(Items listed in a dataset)
---+---
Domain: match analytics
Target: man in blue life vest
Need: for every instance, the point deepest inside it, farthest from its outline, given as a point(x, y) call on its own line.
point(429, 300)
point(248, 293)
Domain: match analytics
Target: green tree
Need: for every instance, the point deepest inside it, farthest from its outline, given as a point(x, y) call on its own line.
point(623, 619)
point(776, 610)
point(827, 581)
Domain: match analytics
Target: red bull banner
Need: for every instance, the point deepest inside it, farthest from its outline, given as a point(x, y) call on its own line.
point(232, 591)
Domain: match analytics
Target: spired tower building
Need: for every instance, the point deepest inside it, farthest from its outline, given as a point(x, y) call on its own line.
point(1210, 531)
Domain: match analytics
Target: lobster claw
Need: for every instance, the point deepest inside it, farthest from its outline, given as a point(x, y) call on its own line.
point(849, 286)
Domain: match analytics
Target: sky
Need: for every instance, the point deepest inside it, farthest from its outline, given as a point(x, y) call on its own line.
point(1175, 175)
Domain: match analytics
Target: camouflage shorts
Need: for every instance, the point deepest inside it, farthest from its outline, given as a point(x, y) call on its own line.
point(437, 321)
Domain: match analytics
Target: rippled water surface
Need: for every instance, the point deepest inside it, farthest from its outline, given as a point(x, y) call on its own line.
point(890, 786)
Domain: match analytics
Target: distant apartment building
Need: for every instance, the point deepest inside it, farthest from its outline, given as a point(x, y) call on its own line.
---+---
▸ PROBLEM
Convert every line of the data above into a JSON array of strings, one string per line, and skip any blank lines.

▸ THE OUTPUT
[
  "Domain: match analytics",
  "Target: man in blue life vest",
  "Need: for every instance, the point deepest inside it, farthest from its outline, given as a point(x, y) call on its own line.",
  "point(429, 300)",
  "point(248, 293)",
  "Domain: match analytics",
  "Target: green tree",
  "Need: for every instance, the point deepest inside it, farthest from its outline, given as a point(x, y) call on its own line.",
  "point(623, 619)",
  "point(776, 610)",
  "point(827, 581)",
  "Domain: match analytics",
  "Target: red bull banner",
  "Need: for every instance, the point deepest inside it, farthest from its outline, given as a point(x, y) call on its own line.",
  "point(232, 591)",
  "Domain: match analytics",
  "Target: spired tower building",
  "Need: for every instance, the point deepest inside it, farthest from its outline, given as a point(x, y) call on its own line.",
  "point(1210, 531)",
  "Domain: match analytics",
  "Target: lobster claw",
  "Need: for every instance, the point deepest inside it, farthest from its outline, given as a point(x, y) call on its own line.",
  "point(849, 286)",
  "Domain: match analytics",
  "Target: sky",
  "Need: for every instance, the point deepest inside it, farthest from its outline, given as a point(x, y) call on its own line.",
  "point(1175, 175)",
  "Domain: match analytics",
  "Target: camouflage shorts",
  "Need: for every instance, the point deepest inside it, farthest from its outline, given as a point(x, y) call on its own line.",
  "point(437, 321)",
  "Domain: match analytics",
  "Target: rippled water surface",
  "Need: for every instance, the point deepest inside it, farthest from its outline, given as a point(x, y) call on its own line.",
  "point(890, 786)",
  "Domain: match analytics",
  "Target: distant apartment building",
  "Need: for every instance, the point deepest inside it, farthest from its outline, given as a point(x, y) call on its own line."
]